Material for this exercise —
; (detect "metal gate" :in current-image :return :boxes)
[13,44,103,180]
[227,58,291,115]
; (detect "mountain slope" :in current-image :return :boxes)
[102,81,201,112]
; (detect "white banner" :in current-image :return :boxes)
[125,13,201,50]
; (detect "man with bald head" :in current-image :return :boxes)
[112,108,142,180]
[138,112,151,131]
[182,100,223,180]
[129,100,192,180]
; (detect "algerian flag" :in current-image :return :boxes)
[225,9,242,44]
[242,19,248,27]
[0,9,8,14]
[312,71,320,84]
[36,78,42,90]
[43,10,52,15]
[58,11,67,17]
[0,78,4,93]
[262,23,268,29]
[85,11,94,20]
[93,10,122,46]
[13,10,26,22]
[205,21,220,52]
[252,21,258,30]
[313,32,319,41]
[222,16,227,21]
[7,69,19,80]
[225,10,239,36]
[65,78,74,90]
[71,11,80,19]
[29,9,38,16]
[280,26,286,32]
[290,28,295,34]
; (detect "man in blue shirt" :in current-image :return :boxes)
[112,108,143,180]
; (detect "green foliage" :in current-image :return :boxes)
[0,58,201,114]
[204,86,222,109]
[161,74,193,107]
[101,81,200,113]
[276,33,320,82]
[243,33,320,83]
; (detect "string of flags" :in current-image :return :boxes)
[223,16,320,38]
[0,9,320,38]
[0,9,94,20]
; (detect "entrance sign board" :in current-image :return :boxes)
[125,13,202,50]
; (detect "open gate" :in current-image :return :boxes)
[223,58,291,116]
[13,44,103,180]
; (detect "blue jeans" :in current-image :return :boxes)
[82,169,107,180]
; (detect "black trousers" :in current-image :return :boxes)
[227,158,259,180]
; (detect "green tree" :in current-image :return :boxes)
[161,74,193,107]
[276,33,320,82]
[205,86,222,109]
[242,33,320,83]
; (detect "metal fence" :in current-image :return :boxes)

Exercise instructions — Quote the data in full, keeping each word unchanged.

Reply to the task —
; (detect "metal gate" :in current-image :return :boxes)
[13,44,103,180]
[227,58,291,115]
; (detect "mountain slope" :in current-image :return :boxes)
[102,81,201,112]
; (detect "white banner" :in current-image :return :boxes)
[125,13,201,50]
; (detect "man with bald head" :in current-image :return :boxes)
[112,108,142,180]
[138,112,151,131]
[182,100,223,180]
[129,100,192,180]
; (detect "algerian flag" :in current-image :return :boxes)
[225,9,242,44]
[242,19,248,27]
[0,9,8,14]
[312,71,320,84]
[36,78,42,90]
[43,10,52,15]
[58,11,67,17]
[0,78,4,93]
[262,23,268,29]
[85,11,94,20]
[93,10,122,46]
[13,10,26,22]
[205,21,220,52]
[252,21,258,30]
[313,32,319,41]
[222,16,227,21]
[7,69,19,80]
[225,10,239,36]
[65,78,74,90]
[71,11,80,19]
[29,9,38,16]
[280,26,286,32]
[290,28,295,34]
; (detect "man in blue shirt" :in current-image :return :boxes)
[112,108,143,180]
; (detect "green foliage" :in current-image :return :boxes)
[0,58,201,114]
[204,86,222,109]
[161,74,193,107]
[101,81,200,113]
[276,33,320,82]
[243,33,320,83]
; (detect "string of flags" :in current-image :return :boxes)
[223,16,320,38]
[0,9,320,38]
[0,9,94,20]
; (detect "entrance sign board" :in current-image :return :boxes)
[125,13,202,50]
; (detect "open gate" :in current-image :return :boxes)
[223,58,291,116]
[13,44,103,180]
; (detect "blue jeans" :in current-image :return :boxes)
[82,169,107,180]
; (detect "black trousers" :in current-image :return :boxes)
[227,158,259,180]
; (detect "green tree" :in current-image :return :boxes)
[161,74,193,107]
[276,33,320,82]
[205,86,222,109]
[242,33,320,83]
; (detect "metal fence" :in current-image :return :boxes)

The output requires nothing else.